== What to work on ==
The lines to copy are those holding the string "convertible" in the entries below.

--- Material to process Enclosed Below ---

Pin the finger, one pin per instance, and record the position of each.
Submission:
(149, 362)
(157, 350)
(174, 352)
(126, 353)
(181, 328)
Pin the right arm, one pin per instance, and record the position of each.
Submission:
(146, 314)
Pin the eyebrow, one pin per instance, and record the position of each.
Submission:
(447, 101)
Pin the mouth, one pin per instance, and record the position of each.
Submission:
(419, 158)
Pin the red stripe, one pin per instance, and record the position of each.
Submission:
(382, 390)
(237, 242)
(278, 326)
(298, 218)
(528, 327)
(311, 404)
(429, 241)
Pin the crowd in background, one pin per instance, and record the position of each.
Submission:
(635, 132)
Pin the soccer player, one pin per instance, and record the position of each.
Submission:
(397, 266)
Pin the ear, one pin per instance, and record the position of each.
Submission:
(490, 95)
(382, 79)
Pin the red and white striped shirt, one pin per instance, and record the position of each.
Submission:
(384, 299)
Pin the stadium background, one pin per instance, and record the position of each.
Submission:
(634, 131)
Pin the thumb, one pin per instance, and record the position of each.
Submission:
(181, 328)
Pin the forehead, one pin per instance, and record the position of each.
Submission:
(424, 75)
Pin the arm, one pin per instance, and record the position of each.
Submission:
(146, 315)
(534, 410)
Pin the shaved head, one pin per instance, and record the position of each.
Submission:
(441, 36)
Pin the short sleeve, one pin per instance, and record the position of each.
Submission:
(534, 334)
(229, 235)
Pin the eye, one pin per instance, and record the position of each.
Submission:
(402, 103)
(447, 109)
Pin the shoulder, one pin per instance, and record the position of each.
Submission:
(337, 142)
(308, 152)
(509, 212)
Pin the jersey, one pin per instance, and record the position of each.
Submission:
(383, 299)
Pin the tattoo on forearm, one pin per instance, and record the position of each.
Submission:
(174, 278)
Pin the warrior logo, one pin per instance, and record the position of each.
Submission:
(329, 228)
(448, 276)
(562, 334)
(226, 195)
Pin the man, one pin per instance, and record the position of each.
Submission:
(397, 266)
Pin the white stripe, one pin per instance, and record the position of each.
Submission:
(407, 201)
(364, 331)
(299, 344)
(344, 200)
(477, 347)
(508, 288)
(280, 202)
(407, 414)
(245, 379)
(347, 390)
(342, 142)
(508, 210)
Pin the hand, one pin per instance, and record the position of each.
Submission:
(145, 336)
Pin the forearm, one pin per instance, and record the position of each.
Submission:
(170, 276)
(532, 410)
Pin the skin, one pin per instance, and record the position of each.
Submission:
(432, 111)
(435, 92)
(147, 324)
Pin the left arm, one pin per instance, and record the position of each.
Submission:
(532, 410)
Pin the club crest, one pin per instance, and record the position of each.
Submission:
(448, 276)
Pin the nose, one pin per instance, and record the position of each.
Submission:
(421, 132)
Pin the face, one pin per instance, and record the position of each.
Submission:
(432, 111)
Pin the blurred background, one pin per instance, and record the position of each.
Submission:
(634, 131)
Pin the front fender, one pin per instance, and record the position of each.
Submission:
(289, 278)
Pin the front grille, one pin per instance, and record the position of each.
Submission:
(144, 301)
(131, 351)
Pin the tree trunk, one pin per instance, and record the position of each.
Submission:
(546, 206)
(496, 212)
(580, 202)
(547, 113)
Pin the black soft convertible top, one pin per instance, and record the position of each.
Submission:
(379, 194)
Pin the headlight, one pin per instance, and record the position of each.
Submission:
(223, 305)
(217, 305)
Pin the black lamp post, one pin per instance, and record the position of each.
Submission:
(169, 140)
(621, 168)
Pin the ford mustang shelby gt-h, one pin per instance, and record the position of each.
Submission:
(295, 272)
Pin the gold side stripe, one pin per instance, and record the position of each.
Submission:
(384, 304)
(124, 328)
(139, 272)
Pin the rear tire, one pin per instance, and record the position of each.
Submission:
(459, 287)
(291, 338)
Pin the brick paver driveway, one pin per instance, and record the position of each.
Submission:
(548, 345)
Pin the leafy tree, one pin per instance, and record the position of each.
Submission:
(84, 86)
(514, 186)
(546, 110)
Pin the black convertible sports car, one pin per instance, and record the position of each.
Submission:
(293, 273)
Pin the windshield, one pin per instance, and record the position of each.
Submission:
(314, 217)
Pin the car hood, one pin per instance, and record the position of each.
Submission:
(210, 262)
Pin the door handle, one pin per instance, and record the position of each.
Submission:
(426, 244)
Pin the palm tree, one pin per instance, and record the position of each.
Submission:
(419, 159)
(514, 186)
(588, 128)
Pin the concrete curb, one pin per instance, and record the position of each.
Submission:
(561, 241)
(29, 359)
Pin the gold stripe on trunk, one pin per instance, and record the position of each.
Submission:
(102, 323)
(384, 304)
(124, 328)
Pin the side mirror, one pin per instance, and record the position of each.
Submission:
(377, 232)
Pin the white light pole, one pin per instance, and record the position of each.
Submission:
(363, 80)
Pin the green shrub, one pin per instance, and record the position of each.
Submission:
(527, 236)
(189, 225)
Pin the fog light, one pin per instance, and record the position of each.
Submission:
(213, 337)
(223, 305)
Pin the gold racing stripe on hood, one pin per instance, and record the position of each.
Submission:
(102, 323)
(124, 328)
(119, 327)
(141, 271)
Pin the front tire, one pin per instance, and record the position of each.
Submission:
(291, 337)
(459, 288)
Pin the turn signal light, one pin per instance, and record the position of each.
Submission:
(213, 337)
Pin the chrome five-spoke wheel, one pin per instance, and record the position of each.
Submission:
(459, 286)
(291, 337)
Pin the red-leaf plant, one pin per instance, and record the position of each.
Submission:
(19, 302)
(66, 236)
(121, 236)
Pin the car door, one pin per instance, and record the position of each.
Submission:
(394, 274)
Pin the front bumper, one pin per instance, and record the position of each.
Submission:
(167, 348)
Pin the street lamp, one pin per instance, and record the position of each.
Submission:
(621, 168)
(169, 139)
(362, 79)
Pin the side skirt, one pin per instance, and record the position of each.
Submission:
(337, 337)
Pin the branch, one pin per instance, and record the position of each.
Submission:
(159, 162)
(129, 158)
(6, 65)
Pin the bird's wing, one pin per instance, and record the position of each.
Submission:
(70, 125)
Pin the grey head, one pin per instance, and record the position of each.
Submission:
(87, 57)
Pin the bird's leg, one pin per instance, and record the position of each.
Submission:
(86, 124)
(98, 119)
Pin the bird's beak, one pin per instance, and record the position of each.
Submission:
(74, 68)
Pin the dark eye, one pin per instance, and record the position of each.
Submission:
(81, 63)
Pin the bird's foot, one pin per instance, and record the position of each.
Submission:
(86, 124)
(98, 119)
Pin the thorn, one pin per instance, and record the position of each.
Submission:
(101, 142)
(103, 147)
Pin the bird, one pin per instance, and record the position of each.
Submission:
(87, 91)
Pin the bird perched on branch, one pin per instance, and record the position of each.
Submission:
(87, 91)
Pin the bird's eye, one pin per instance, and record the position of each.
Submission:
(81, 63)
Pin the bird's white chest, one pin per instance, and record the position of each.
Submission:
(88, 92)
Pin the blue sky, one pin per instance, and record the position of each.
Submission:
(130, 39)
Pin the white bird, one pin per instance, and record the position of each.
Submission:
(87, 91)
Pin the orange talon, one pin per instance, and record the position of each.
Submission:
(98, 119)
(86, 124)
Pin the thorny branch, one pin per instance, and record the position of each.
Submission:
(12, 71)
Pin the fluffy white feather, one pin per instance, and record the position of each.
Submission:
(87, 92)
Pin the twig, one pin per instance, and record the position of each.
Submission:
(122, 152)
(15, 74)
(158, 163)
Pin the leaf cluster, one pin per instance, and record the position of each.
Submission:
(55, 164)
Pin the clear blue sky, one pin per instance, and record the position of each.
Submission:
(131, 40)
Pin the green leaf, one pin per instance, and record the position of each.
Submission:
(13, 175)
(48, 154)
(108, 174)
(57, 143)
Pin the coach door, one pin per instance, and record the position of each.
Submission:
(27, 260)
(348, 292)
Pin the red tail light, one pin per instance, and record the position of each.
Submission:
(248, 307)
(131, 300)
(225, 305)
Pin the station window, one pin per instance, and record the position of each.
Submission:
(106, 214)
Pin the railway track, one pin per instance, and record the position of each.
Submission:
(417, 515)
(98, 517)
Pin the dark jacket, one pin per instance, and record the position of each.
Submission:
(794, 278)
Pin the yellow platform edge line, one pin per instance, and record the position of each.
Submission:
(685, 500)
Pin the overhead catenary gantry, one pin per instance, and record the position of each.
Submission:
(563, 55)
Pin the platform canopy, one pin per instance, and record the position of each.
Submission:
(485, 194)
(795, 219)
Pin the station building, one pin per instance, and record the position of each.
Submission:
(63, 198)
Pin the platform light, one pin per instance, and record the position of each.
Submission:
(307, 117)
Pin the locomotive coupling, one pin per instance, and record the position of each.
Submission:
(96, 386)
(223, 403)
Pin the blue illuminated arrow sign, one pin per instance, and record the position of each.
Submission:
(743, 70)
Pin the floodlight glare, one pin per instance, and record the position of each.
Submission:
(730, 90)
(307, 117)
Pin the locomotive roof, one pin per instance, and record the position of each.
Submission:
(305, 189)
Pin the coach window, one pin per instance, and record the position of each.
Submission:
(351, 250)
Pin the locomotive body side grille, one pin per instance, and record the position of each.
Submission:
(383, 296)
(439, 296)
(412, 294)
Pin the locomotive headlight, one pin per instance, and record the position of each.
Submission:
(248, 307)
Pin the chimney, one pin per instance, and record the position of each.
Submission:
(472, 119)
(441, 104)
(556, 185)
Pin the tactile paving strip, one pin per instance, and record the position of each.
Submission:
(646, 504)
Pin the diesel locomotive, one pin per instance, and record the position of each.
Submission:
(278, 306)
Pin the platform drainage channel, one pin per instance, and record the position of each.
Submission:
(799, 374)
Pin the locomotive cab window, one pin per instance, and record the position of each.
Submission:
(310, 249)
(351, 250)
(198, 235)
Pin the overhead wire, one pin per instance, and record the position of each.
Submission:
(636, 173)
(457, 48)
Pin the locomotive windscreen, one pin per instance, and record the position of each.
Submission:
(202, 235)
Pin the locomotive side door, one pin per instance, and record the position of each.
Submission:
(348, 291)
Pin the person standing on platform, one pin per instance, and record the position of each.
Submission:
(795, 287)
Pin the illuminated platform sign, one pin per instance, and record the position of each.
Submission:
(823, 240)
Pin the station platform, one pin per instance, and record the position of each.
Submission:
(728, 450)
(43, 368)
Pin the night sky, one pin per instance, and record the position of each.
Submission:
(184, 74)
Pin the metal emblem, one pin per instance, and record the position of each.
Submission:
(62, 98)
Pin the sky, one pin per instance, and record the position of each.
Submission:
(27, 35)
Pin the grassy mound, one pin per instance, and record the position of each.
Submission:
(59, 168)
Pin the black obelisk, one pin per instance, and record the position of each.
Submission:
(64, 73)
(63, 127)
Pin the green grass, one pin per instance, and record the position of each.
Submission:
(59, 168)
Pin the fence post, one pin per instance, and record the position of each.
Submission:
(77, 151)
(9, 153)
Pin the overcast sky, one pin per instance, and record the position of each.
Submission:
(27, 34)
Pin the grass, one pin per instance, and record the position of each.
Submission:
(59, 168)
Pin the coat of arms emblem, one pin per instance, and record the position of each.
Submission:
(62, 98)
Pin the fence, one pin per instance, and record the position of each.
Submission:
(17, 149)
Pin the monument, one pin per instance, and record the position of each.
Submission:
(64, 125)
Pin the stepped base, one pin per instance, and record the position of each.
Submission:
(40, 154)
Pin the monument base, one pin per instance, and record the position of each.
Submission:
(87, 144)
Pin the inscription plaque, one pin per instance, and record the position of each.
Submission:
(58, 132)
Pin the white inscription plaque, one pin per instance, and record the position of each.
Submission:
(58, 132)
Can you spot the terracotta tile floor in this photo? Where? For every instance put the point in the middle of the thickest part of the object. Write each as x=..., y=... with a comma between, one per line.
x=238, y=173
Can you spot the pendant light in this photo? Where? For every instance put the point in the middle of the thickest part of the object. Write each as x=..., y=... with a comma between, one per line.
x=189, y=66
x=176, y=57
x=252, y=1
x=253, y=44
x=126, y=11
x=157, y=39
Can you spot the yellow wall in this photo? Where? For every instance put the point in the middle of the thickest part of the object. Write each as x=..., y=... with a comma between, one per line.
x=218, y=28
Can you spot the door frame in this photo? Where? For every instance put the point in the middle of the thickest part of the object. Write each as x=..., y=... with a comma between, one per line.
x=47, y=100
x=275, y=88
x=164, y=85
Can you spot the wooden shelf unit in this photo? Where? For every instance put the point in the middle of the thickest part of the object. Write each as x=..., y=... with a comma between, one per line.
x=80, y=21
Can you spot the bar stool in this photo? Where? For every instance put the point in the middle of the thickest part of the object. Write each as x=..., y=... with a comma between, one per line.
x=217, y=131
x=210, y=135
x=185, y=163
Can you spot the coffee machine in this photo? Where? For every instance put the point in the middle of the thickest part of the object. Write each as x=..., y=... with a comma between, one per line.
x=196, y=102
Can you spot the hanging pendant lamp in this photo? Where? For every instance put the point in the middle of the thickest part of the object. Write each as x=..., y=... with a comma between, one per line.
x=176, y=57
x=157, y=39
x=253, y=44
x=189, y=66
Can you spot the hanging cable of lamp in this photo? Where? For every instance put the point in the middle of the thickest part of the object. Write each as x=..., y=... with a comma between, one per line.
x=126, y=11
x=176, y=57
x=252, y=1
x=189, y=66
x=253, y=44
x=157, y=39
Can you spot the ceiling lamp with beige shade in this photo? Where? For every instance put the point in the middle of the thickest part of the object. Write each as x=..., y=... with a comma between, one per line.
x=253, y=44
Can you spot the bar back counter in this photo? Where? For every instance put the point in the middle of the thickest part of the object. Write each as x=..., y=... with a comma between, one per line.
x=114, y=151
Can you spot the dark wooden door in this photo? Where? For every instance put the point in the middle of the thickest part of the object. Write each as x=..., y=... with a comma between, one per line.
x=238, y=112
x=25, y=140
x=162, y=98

--- End of Enclosed Material to process ---

== Response to the exercise ==
Pin the black soft convertible top, one pin per instance, and record the position of each.
Pin the black convertible sports car, one pin per instance, and record the position of each.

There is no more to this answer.